== What is being asked ==
With the line containing "Target: snow-covered pitch" as the start and the line containing "Target: red jersey" as the end, transcribe that span of the entries below exactly, including both.

== Extracted entries ==
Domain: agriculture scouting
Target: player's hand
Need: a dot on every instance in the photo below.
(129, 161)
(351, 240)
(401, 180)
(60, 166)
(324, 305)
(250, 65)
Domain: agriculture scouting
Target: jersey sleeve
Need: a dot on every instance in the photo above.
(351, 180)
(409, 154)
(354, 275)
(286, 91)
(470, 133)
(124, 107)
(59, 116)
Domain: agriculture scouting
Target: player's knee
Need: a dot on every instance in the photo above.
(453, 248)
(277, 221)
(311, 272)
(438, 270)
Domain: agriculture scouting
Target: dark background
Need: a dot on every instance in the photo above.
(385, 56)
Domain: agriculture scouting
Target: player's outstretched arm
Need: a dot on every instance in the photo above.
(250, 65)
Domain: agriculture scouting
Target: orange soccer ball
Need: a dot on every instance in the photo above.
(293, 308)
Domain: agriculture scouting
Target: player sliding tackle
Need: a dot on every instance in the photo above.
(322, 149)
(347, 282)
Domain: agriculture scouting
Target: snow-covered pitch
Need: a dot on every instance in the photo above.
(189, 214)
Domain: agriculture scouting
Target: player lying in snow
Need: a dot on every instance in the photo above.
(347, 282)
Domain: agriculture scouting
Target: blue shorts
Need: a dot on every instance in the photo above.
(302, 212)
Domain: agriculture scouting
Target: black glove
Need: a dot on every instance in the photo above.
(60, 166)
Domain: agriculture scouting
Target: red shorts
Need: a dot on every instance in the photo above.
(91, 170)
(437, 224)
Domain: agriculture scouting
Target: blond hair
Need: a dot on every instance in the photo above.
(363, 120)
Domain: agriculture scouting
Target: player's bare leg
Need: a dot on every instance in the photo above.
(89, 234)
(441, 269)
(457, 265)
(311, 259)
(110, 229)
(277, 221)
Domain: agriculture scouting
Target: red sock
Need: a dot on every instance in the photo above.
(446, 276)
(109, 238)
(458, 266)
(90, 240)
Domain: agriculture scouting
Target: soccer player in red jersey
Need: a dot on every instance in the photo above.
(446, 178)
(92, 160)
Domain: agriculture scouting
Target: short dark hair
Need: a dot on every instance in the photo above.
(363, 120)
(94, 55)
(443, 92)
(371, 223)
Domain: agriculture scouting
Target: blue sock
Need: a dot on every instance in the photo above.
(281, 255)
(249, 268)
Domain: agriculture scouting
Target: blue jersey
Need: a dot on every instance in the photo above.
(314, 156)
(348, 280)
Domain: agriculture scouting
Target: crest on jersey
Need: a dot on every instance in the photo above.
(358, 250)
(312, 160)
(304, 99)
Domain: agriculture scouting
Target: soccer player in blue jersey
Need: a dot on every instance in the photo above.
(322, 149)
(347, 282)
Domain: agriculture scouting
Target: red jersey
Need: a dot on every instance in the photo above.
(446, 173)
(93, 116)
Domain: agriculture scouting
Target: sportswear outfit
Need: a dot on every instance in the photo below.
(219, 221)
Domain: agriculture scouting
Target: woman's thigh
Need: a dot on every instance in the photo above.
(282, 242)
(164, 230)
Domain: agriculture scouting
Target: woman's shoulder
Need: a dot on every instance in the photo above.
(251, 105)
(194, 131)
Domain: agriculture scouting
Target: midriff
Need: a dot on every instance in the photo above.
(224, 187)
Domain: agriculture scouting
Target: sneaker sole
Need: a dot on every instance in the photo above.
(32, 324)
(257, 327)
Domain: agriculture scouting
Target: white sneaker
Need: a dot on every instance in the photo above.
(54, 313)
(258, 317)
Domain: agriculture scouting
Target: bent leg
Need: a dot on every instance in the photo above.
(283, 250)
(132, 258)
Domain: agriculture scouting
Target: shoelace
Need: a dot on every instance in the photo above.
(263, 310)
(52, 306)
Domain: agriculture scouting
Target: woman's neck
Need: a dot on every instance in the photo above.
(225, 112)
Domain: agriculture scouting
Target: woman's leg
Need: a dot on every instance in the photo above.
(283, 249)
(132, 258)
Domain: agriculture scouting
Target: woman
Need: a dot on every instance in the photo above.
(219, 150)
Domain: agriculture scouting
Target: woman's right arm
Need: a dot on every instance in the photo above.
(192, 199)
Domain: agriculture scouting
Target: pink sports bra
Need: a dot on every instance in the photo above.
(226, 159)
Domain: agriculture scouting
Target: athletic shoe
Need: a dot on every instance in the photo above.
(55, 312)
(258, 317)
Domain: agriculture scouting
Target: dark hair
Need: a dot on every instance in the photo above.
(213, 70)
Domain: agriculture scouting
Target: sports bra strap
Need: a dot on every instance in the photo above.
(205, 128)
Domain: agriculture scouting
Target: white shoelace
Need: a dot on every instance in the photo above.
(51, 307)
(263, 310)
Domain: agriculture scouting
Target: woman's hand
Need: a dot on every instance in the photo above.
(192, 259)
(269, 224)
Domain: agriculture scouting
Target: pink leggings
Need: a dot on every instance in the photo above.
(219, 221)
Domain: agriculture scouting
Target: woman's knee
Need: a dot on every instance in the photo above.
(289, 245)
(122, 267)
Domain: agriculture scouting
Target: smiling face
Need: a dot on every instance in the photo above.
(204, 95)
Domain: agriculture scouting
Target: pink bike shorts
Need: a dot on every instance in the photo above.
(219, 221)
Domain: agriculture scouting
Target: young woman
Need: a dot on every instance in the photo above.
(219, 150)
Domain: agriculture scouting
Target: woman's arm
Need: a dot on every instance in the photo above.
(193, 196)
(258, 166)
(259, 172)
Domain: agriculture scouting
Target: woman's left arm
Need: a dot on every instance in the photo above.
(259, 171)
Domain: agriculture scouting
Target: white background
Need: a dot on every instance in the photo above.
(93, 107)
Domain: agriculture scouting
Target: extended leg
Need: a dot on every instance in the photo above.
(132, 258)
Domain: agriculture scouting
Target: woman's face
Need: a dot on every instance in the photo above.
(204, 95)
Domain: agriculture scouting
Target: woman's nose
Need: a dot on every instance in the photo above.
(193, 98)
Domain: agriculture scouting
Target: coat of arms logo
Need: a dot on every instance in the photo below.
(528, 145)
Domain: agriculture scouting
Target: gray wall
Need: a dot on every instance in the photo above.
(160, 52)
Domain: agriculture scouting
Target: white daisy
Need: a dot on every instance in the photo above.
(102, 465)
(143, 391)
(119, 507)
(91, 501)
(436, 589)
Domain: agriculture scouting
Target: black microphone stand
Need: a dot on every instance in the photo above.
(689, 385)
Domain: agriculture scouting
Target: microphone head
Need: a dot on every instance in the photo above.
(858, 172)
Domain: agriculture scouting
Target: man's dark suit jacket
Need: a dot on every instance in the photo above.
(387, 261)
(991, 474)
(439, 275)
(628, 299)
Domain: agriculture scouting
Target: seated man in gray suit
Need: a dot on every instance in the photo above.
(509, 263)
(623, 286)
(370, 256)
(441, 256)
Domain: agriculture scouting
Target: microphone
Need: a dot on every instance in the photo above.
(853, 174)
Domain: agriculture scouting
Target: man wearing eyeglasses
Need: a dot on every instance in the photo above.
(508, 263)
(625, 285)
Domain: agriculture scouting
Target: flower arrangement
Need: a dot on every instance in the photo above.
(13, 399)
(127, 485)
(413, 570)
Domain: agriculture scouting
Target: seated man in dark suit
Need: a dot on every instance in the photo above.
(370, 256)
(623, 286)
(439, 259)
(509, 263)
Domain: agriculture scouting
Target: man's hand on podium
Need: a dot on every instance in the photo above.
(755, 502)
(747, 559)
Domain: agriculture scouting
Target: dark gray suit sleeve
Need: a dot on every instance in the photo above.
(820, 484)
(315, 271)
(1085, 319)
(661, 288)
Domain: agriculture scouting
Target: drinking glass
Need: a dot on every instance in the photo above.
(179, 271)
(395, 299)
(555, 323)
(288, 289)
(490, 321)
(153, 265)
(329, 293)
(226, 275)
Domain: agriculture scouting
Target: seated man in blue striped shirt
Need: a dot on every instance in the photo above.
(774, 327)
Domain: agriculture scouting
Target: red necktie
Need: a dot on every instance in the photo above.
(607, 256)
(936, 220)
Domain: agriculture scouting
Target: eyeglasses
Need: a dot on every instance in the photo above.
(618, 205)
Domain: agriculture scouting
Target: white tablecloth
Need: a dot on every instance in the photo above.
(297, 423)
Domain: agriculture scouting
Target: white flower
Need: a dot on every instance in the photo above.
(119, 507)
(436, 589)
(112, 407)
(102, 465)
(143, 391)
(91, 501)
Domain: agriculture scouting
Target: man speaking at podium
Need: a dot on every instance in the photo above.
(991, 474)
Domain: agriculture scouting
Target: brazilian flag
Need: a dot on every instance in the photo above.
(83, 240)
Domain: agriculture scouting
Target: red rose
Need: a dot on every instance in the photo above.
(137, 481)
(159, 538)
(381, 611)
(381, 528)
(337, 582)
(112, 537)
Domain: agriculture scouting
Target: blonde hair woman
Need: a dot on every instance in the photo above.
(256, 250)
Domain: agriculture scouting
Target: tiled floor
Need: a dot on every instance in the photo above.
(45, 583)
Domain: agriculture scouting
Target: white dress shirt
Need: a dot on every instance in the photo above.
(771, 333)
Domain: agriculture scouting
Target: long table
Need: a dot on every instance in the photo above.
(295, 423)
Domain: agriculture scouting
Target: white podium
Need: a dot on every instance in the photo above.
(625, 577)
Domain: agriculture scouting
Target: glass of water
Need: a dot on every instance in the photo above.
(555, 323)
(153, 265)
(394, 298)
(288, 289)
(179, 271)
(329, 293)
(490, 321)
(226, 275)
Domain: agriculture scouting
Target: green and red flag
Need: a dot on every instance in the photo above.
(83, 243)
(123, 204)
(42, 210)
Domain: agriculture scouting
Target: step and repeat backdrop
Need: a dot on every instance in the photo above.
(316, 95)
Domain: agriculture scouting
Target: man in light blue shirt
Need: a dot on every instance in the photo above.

== Output below ==
Target: snow-covered pitch
Need: a dot on every instance in the photo above.
(189, 214)
Domain: agriculture scouting
Target: player lying in snow
Need: a dot on every instance in the photo above.
(347, 282)
Domain: agriculture scouting
Target: blue shorts
Need: a dot on every instance in the photo above.
(302, 212)
Domain: agriculture scouting
Target: black glove
Need: a dot on every instance in the photo above.
(60, 166)
Domain: agriculture scouting
Target: red shorts
Need: a dot on every instance in the photo above.
(91, 170)
(437, 224)
Domain: agriculture scouting
Target: blond hair
Need: a dot on every instance in the photo above.
(363, 120)
Domain: agriculture scouting
Target: player's bare leg
Need: a dot on every instance in the photo above.
(89, 234)
(441, 269)
(457, 265)
(311, 259)
(110, 229)
(277, 221)
Domain: agriculture scouting
Target: red sock
Need: a dot on every instance in the photo above.
(446, 276)
(109, 238)
(458, 266)
(90, 240)
Domain: agriculture scouting
Target: soccer player in red jersey
Need: a dot on every instance in the photo above.
(446, 178)
(92, 160)
Domain: agriculture scouting
Target: short dark hair
Need: a dot on every instance in the photo above.
(363, 120)
(94, 55)
(443, 92)
(371, 223)
Domain: agriculture scouting
Target: blue sock
Need: a dot on every instance in the photo above.
(281, 255)
(249, 268)
Domain: agriculture scouting
Target: blue jersey
Need: a dot on every instance in the photo above.
(314, 156)
(348, 280)
Domain: agriculture scouting
Target: crest on jersey
Need: a dot on every instance in the photo above.
(358, 250)
(312, 160)
(304, 99)
Domain: agriculture scouting
Target: soccer player in blue jersey
Need: a dot on every instance in the photo above.
(322, 149)
(347, 282)
Domain: agriculture scouting
Target: red jersey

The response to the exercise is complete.